-- Prompt --
Return all the data, word for word.
━━━ Working data
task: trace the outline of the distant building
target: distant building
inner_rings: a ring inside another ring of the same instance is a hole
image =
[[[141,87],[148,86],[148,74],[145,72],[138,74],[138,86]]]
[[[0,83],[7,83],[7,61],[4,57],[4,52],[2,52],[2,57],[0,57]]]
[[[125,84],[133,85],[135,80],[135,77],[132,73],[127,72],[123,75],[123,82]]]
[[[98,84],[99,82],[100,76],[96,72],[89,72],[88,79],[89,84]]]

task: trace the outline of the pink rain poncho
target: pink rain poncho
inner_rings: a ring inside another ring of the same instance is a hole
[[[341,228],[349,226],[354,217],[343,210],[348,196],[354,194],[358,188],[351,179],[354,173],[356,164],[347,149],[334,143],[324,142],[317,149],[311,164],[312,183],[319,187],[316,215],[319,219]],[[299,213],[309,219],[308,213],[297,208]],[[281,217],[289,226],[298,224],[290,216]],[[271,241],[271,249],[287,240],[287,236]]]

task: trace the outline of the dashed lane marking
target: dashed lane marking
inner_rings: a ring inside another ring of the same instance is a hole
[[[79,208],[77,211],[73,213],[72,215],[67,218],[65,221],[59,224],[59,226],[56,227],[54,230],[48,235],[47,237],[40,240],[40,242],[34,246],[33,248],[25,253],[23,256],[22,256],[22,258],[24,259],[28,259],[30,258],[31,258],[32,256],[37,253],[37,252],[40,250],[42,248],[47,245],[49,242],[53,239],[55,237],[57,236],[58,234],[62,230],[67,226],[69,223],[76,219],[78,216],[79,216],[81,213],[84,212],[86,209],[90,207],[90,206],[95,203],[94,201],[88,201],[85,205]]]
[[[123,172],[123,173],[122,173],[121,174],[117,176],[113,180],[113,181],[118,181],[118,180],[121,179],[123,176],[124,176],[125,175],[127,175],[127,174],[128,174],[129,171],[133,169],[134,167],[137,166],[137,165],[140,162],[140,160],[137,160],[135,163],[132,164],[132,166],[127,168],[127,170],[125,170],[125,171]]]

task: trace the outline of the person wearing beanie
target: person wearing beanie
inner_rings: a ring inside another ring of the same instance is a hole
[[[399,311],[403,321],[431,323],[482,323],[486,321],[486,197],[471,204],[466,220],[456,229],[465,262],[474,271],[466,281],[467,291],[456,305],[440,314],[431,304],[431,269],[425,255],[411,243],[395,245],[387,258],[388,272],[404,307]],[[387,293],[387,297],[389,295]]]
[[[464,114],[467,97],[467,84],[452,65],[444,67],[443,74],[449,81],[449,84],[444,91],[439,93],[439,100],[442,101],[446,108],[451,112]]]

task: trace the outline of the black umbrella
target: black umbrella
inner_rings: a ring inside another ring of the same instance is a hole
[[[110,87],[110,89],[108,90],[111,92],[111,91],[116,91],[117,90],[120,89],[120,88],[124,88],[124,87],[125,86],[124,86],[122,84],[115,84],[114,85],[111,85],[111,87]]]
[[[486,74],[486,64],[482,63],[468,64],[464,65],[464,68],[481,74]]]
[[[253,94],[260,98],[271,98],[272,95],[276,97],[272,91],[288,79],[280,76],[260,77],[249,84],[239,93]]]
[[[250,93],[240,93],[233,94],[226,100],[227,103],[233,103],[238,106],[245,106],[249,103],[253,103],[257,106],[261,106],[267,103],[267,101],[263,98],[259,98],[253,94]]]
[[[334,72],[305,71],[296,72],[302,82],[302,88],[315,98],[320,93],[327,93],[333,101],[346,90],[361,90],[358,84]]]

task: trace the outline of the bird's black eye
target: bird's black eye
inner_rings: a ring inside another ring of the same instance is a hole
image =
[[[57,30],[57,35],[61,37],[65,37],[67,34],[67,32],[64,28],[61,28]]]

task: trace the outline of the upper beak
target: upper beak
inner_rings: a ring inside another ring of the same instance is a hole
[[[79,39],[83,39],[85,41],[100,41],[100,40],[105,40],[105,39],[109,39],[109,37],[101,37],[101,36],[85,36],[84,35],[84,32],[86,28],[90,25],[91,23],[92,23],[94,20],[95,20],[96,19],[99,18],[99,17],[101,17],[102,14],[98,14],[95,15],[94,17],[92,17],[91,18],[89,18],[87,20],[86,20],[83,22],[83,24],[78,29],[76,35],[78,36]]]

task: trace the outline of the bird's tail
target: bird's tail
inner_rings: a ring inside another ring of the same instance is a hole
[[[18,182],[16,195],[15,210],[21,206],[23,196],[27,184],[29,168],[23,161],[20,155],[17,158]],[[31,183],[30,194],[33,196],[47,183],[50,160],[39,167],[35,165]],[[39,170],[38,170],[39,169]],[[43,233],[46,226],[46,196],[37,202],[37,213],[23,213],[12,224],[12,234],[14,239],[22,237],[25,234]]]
━━━━━━
-- Complete output --
task: trace the outline of the distant building
target: distant building
inner_rings: a ring inside another ring of the same instance is a hole
image =
[[[141,87],[148,86],[148,74],[145,72],[138,74],[138,86]]]
[[[0,83],[7,83],[7,61],[4,57],[4,52],[2,52],[2,57],[0,57]]]
[[[125,84],[133,85],[135,80],[135,77],[132,73],[127,72],[123,75],[123,82]]]
[[[98,84],[99,82],[100,76],[96,72],[89,72],[88,79],[89,84]]]

task: trace the outline of the pink rain poncho
target: pink rain poncho
inner_rings: a ring inside another ring of the same instance is a hole
[[[341,228],[349,226],[354,217],[343,210],[348,196],[354,194],[358,188],[351,179],[354,173],[356,164],[347,149],[334,143],[324,142],[317,149],[311,164],[312,183],[319,187],[316,215],[319,219]],[[299,213],[309,219],[308,213],[297,208]],[[281,217],[289,226],[298,224],[290,216]],[[271,241],[271,249],[287,240],[287,236]]]

task: trace the outline of the dashed lane marking
target: dashed lane marking
inner_rings: a ring inside another ring of the same instance is a hole
[[[79,208],[77,211],[73,213],[72,215],[67,218],[65,221],[59,224],[59,226],[56,227],[54,230],[48,235],[47,237],[40,240],[40,242],[34,246],[33,248],[25,253],[23,256],[22,256],[22,258],[24,259],[28,259],[30,258],[31,258],[32,256],[37,253],[37,252],[40,250],[42,248],[47,245],[49,242],[53,239],[55,237],[57,236],[58,234],[62,230],[67,226],[69,223],[76,219],[78,216],[79,216],[81,213],[84,212],[86,209],[90,207],[90,206],[95,203],[94,201],[88,201],[85,205]]]
[[[123,172],[123,173],[122,173],[121,174],[117,176],[113,180],[113,181],[118,181],[118,180],[121,179],[123,176],[124,176],[125,175],[127,175],[127,174],[128,174],[129,171],[133,169],[134,167],[137,166],[137,165],[140,162],[140,160],[137,160],[135,163],[132,164],[132,166],[127,168],[127,170],[125,170],[125,171]]]

task: trace the outline of the person wearing beanie
target: person wearing beanie
inner_rings: a ring inside another ring of the same instance is a hole
[[[399,311],[403,321],[431,323],[482,323],[486,321],[486,197],[471,204],[466,220],[456,229],[465,262],[474,271],[466,281],[467,291],[456,305],[440,314],[431,304],[431,269],[425,255],[411,243],[395,245],[387,258],[388,272],[404,307]],[[387,293],[387,297],[389,295]]]
[[[464,114],[467,97],[467,84],[452,65],[444,67],[443,74],[449,81],[449,84],[444,91],[439,93],[439,100],[442,101],[446,108],[451,112]]]

task: trace the outline of the black umbrella
target: black umbrella
inner_rings: a ring inside another ring of the same instance is a hole
[[[110,87],[110,89],[108,90],[111,92],[111,91],[116,91],[117,90],[120,89],[120,88],[124,88],[124,87],[125,86],[124,86],[122,84],[115,84],[114,85],[111,85],[111,87]]]
[[[486,74],[486,64],[482,63],[468,64],[464,65],[464,68],[481,74]]]
[[[253,94],[260,98],[271,98],[272,95],[276,97],[272,91],[288,79],[280,76],[260,77],[249,84],[239,93]]]
[[[250,93],[240,93],[233,94],[226,100],[227,103],[233,103],[238,106],[245,106],[249,103],[253,103],[257,106],[261,106],[267,103],[267,101],[263,98],[259,98],[253,94]]]
[[[334,72],[305,71],[296,72],[302,82],[302,88],[315,98],[320,93],[327,93],[333,101],[346,90],[361,90],[358,84]]]

task: trace the outline of the bird's black eye
target: bird's black eye
inner_rings: a ring inside another ring of the same instance is a hole
image =
[[[57,30],[57,35],[61,37],[65,37],[67,34],[67,32],[64,28],[61,28]]]

task: trace the outline of the upper beak
target: upper beak
inner_rings: a ring inside another ring of the same instance is a hole
[[[79,39],[83,39],[85,41],[100,41],[100,40],[105,40],[105,39],[109,39],[109,37],[101,37],[101,36],[85,36],[84,35],[84,32],[86,28],[90,25],[91,23],[92,23],[94,20],[95,20],[96,19],[99,18],[99,17],[101,17],[102,14],[98,14],[95,15],[94,17],[92,17],[91,18],[89,18],[87,20],[86,20],[83,22],[83,24],[78,29],[76,35],[78,36]]]

task: trace the outline of the bird's tail
target: bird's tail
inner_rings: a ring inside another ring of the same instance is a hole
[[[18,182],[16,195],[15,210],[21,206],[23,196],[27,184],[29,168],[23,161],[20,155],[17,158]],[[31,183],[30,194],[33,196],[47,183],[50,160],[39,167],[35,165]],[[39,170],[38,170],[39,169]],[[43,233],[46,226],[46,196],[37,202],[37,213],[23,213],[12,224],[12,234],[14,239],[22,237],[25,234]]]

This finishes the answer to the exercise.